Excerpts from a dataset
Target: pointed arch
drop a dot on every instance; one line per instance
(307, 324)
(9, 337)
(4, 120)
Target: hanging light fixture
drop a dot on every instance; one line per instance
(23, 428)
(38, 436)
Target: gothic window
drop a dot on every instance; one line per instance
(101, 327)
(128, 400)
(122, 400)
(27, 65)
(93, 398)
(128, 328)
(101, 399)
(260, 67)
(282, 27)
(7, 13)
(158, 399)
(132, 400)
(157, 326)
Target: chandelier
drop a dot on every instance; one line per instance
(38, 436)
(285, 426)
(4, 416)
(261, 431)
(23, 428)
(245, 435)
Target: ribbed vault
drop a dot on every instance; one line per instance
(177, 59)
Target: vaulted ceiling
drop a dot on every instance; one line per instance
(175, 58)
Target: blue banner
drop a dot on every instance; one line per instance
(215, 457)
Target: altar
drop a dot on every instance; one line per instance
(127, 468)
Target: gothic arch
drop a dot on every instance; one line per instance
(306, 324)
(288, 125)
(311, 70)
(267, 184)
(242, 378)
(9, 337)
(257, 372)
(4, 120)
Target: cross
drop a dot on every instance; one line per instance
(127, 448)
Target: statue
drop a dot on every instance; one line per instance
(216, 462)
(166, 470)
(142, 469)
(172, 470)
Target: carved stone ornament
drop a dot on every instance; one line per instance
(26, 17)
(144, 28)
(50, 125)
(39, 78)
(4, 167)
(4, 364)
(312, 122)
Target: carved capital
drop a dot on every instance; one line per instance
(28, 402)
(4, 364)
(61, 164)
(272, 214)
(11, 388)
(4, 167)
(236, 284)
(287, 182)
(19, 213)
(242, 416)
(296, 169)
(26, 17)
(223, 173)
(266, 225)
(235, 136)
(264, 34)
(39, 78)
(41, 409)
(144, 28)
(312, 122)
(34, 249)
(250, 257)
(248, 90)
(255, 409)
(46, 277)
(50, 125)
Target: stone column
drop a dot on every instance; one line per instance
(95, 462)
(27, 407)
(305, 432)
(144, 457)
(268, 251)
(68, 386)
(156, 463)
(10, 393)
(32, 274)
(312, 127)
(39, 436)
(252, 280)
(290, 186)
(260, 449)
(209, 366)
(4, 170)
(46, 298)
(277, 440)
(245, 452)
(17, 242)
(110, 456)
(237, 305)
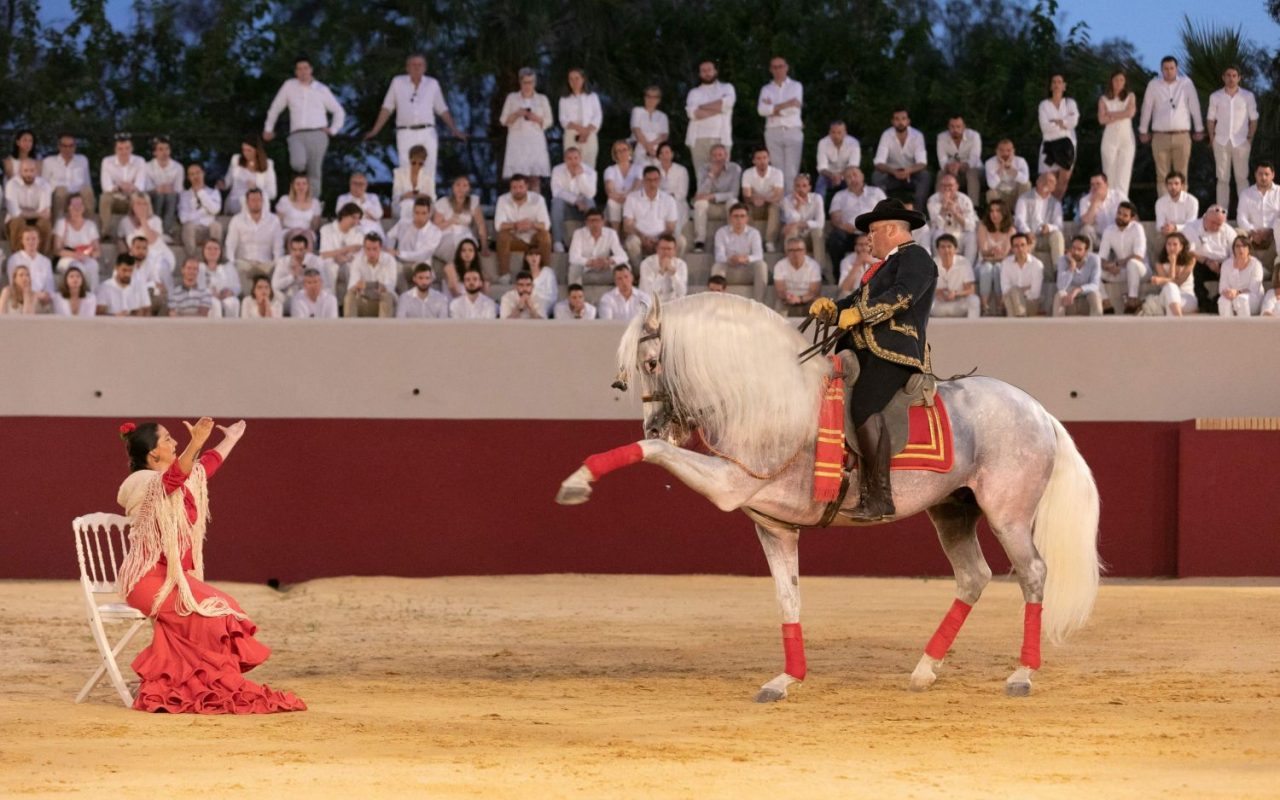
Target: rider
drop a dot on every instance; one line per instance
(886, 319)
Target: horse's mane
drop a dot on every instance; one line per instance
(731, 365)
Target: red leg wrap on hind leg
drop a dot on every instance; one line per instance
(947, 630)
(792, 645)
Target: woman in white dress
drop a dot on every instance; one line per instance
(528, 115)
(1116, 109)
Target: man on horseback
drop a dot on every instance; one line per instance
(886, 320)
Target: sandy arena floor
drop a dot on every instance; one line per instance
(604, 686)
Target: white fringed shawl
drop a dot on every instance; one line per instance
(159, 526)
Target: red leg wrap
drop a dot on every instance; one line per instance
(947, 630)
(1031, 635)
(792, 645)
(625, 456)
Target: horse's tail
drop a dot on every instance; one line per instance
(1066, 536)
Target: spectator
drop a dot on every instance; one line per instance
(254, 237)
(310, 104)
(68, 174)
(1116, 109)
(1022, 277)
(594, 251)
(1079, 279)
(1059, 117)
(575, 306)
(711, 115)
(1233, 119)
(663, 274)
(624, 301)
(1173, 277)
(314, 301)
(1169, 110)
(371, 288)
(522, 223)
(648, 214)
(796, 279)
(572, 193)
(960, 156)
(197, 210)
(649, 127)
(1008, 176)
(1240, 282)
(580, 118)
(420, 302)
(528, 115)
(28, 201)
(718, 186)
(901, 161)
(739, 255)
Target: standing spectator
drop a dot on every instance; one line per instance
(901, 161)
(1169, 110)
(581, 117)
(526, 115)
(960, 156)
(1116, 109)
(780, 103)
(1059, 118)
(711, 115)
(1233, 119)
(718, 186)
(310, 104)
(68, 173)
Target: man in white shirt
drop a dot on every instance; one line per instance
(901, 161)
(310, 104)
(67, 173)
(423, 302)
(572, 193)
(197, 210)
(960, 155)
(1233, 119)
(711, 115)
(739, 255)
(1169, 110)
(780, 103)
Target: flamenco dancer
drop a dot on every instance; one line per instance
(202, 641)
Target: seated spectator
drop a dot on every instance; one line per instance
(472, 304)
(624, 301)
(572, 195)
(164, 183)
(1239, 288)
(854, 200)
(371, 284)
(901, 161)
(805, 218)
(796, 279)
(197, 210)
(956, 293)
(1173, 277)
(740, 255)
(314, 301)
(1022, 275)
(717, 190)
(28, 201)
(663, 274)
(1079, 279)
(575, 306)
(762, 193)
(423, 302)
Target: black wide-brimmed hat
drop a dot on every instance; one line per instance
(890, 209)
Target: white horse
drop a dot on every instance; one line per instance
(727, 368)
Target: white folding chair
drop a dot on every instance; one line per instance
(101, 542)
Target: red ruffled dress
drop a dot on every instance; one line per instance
(195, 664)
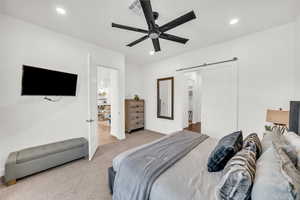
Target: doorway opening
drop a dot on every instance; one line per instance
(211, 100)
(107, 104)
(193, 98)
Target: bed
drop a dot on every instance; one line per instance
(188, 177)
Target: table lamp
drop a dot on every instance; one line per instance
(279, 118)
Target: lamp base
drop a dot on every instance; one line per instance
(280, 128)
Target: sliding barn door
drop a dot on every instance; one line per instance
(219, 100)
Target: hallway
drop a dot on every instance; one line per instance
(104, 133)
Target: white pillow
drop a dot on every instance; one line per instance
(294, 140)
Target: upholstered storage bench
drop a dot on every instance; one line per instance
(36, 159)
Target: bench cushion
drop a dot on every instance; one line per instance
(45, 150)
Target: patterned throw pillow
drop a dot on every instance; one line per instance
(227, 147)
(273, 171)
(239, 173)
(288, 170)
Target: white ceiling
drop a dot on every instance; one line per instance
(90, 20)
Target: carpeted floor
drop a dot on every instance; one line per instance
(79, 180)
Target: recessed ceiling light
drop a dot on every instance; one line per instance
(234, 21)
(61, 11)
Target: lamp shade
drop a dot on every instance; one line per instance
(278, 117)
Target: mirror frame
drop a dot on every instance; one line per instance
(172, 100)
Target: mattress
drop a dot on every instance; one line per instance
(187, 179)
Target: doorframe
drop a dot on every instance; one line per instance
(120, 107)
(121, 101)
(236, 65)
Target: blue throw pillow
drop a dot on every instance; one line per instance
(227, 147)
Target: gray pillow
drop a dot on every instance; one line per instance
(270, 183)
(239, 173)
(227, 147)
(288, 170)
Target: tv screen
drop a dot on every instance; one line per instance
(44, 82)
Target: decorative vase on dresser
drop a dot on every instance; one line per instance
(134, 114)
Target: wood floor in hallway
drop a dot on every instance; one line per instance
(194, 127)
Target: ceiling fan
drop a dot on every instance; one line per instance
(154, 31)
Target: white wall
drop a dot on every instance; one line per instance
(134, 81)
(266, 63)
(297, 56)
(28, 121)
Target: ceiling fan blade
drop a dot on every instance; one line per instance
(148, 12)
(173, 38)
(179, 21)
(138, 41)
(156, 44)
(129, 28)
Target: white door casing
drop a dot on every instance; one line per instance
(92, 119)
(219, 113)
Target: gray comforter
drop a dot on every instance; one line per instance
(140, 169)
(188, 179)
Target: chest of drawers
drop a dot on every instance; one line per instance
(134, 115)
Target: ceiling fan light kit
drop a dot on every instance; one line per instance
(156, 32)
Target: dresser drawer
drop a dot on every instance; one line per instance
(135, 116)
(135, 110)
(136, 124)
(136, 104)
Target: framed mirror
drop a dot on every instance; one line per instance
(165, 98)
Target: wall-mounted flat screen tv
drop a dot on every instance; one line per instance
(44, 82)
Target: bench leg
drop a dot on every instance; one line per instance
(12, 182)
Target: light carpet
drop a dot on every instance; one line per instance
(79, 180)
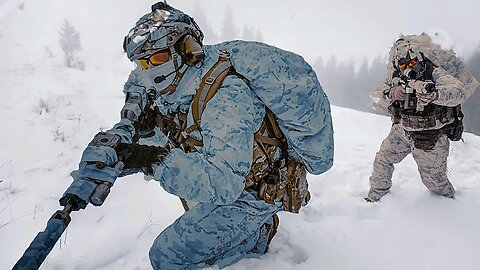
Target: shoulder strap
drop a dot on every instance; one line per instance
(211, 82)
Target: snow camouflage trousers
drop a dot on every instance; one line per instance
(432, 164)
(210, 234)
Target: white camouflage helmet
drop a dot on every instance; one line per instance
(165, 28)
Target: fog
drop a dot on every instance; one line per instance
(345, 41)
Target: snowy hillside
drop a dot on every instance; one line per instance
(50, 113)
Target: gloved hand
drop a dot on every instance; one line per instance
(96, 165)
(422, 87)
(397, 93)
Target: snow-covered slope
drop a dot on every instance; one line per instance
(49, 114)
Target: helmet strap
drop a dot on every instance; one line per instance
(178, 74)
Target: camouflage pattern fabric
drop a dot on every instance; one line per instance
(210, 234)
(432, 164)
(227, 223)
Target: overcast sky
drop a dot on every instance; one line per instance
(347, 28)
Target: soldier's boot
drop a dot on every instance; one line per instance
(272, 229)
(267, 232)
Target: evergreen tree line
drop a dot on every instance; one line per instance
(351, 88)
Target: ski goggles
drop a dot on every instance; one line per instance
(156, 59)
(411, 63)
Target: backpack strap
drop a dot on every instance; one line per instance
(211, 82)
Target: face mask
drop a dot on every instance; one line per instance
(416, 72)
(162, 76)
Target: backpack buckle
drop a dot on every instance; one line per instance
(210, 80)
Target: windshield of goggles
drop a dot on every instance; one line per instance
(411, 63)
(156, 59)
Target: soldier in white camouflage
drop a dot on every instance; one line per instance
(424, 89)
(266, 122)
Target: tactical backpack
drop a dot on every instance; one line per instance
(282, 179)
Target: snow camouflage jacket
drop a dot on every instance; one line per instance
(216, 172)
(453, 80)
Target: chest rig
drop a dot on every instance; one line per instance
(272, 173)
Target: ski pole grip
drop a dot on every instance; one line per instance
(103, 189)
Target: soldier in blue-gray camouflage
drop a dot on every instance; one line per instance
(424, 89)
(241, 122)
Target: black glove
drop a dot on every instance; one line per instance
(137, 156)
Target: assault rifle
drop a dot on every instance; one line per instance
(410, 103)
(129, 156)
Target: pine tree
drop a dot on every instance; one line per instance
(70, 44)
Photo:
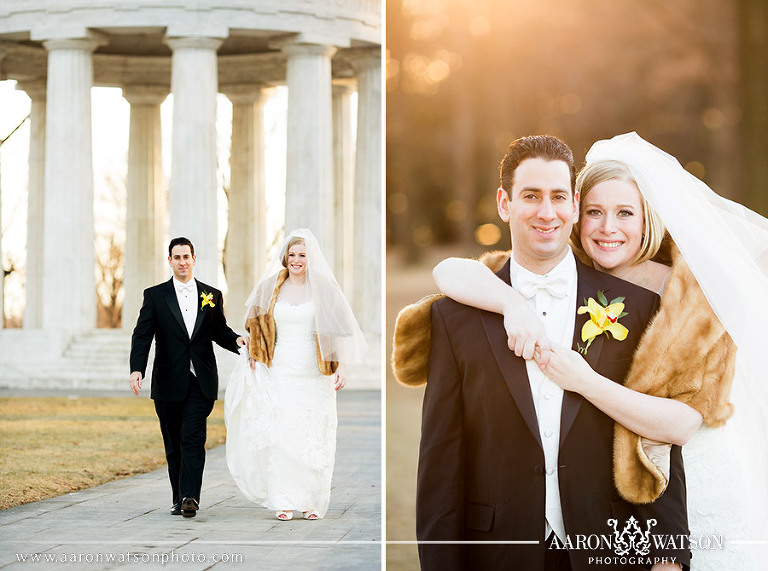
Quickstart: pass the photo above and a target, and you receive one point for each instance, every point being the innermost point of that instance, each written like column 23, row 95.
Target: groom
column 184, row 316
column 508, row 457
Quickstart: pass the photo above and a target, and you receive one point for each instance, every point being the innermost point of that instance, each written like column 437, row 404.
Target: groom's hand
column 136, row 382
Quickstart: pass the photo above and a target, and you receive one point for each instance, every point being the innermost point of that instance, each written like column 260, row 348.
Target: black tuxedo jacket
column 160, row 317
column 481, row 470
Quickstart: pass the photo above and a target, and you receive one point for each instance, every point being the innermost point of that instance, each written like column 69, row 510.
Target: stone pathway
column 126, row 523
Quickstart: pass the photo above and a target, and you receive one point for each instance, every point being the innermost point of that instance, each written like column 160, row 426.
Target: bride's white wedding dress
column 281, row 421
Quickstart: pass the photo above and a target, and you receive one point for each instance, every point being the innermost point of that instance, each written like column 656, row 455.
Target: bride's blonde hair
column 600, row 171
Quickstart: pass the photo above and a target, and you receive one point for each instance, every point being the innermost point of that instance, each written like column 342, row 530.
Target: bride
column 689, row 353
column 280, row 404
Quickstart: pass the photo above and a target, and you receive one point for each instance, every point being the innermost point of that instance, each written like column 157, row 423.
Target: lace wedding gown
column 724, row 501
column 281, row 421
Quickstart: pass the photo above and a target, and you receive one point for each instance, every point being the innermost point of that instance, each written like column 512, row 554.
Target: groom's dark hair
column 180, row 241
column 544, row 147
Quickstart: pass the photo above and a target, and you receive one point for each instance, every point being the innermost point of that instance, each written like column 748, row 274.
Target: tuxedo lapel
column 512, row 367
column 173, row 303
column 200, row 313
column 586, row 288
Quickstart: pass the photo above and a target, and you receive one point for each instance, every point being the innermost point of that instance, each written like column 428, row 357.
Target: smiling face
column 612, row 224
column 296, row 260
column 541, row 211
column 182, row 261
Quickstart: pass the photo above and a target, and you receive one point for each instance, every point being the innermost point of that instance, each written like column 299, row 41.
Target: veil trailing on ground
column 338, row 333
column 726, row 247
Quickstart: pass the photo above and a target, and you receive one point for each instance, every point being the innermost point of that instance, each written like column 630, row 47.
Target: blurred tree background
column 466, row 77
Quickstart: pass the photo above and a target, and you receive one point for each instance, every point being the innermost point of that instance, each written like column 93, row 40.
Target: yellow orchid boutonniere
column 604, row 318
column 207, row 300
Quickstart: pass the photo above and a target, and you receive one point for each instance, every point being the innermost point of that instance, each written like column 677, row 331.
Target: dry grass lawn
column 54, row 445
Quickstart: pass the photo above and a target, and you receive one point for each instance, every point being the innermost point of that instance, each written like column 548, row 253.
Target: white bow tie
column 185, row 288
column 528, row 285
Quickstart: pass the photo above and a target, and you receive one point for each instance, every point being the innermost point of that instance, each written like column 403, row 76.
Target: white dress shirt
column 186, row 295
column 557, row 315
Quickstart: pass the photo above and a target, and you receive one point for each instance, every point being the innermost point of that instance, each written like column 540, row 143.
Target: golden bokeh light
column 422, row 236
column 456, row 210
column 570, row 103
column 397, row 203
column 479, row 26
column 487, row 234
column 712, row 118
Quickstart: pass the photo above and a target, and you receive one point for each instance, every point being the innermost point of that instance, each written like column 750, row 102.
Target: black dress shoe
column 189, row 507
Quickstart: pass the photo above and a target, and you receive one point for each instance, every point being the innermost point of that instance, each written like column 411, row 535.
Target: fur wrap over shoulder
column 263, row 333
column 685, row 354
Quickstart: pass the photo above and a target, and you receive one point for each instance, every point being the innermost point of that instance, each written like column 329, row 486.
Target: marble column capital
column 35, row 89
column 302, row 49
column 343, row 87
column 88, row 44
column 193, row 43
column 245, row 92
column 144, row 94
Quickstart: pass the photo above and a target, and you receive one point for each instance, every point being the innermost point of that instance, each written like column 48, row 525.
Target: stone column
column 69, row 290
column 4, row 48
column 343, row 185
column 192, row 204
column 145, row 254
column 309, row 176
column 245, row 250
column 367, row 241
column 33, row 288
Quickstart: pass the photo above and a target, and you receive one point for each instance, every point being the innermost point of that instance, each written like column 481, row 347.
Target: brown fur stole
column 263, row 332
column 685, row 354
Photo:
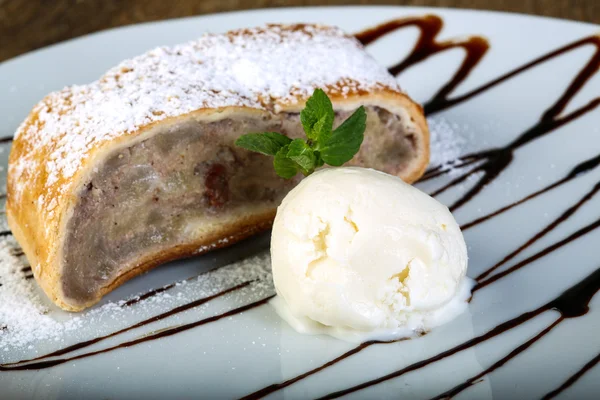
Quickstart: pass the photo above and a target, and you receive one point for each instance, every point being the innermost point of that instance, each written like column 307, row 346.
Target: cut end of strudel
column 110, row 179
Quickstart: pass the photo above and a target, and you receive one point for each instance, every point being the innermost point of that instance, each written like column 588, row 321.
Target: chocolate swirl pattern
column 484, row 167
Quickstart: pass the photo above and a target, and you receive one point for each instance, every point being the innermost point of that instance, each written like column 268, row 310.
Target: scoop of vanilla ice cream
column 355, row 249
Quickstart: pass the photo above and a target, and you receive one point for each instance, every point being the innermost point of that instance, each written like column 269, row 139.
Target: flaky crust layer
column 42, row 189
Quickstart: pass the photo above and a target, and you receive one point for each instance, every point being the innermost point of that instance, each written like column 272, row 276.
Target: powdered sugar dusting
column 447, row 144
column 261, row 68
column 28, row 321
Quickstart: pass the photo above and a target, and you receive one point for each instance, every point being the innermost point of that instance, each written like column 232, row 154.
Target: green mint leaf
column 268, row 143
column 319, row 160
column 317, row 116
column 284, row 167
column 345, row 141
column 303, row 155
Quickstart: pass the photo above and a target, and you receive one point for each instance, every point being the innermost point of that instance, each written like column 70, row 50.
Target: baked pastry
column 109, row 179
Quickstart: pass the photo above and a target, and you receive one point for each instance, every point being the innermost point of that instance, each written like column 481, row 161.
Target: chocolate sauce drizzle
column 36, row 364
column 572, row 303
column 490, row 163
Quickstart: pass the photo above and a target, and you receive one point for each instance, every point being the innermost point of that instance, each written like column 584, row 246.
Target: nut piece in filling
column 148, row 200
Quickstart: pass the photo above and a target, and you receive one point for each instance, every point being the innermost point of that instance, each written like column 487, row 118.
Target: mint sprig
column 324, row 145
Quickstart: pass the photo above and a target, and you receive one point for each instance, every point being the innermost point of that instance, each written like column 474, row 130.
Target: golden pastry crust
column 69, row 133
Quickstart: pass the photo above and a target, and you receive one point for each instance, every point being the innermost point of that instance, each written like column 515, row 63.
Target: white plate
column 245, row 352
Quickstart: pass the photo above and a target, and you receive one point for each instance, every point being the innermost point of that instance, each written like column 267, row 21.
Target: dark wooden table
column 29, row 24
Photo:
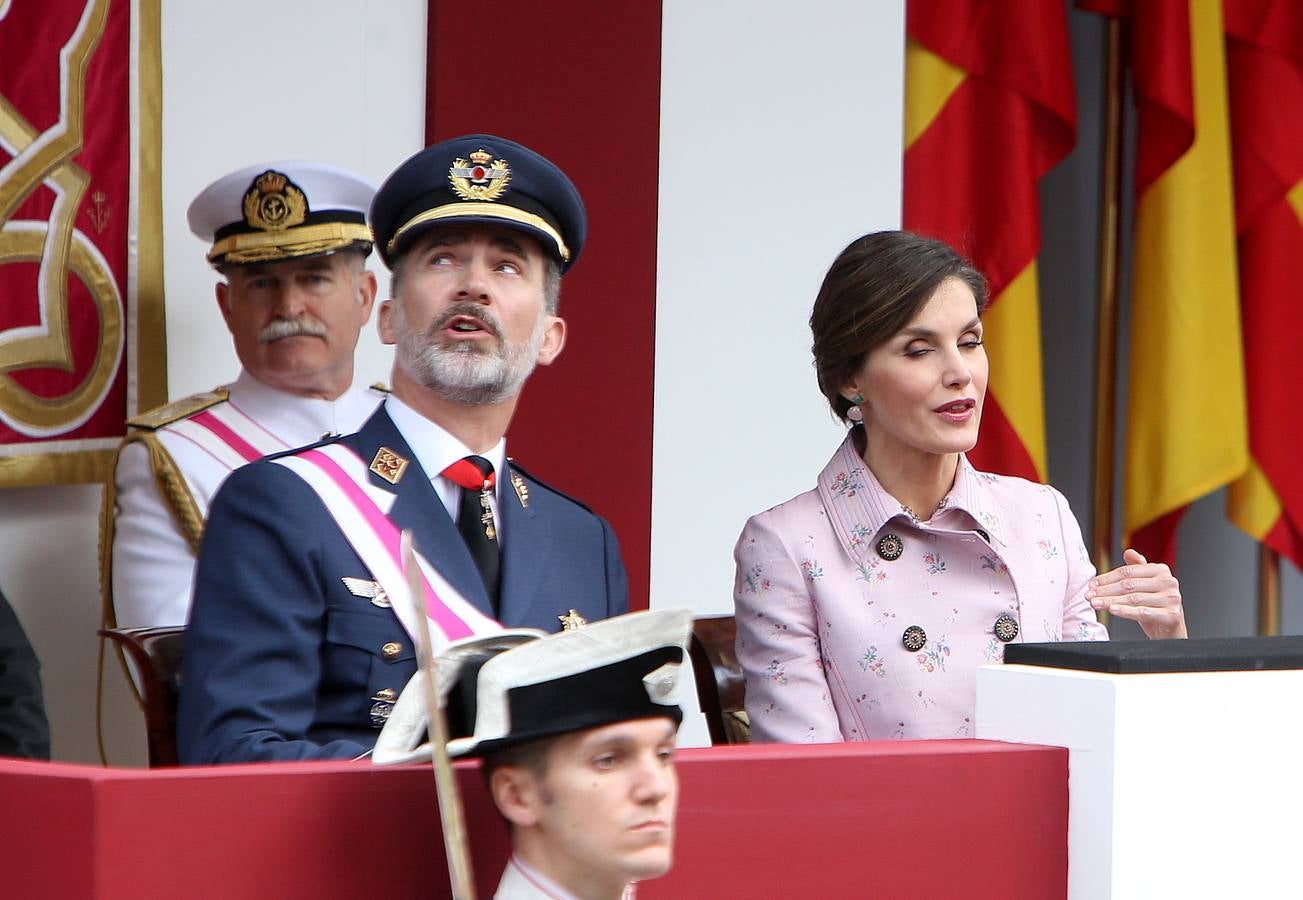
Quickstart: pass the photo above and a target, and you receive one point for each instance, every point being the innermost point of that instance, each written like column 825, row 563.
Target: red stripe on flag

Task statement:
Above are some lines. Repeat exactly, and only, those from the line that has "Target: white dress shirt" through the line that has "540, row 143.".

Problem solution:
Target: white dress shirt
column 186, row 295
column 557, row 315
Quickstart: pass the photo above and a target, and you receive one point for each instance, every point being the innermost point of that instance, each written like column 540, row 143.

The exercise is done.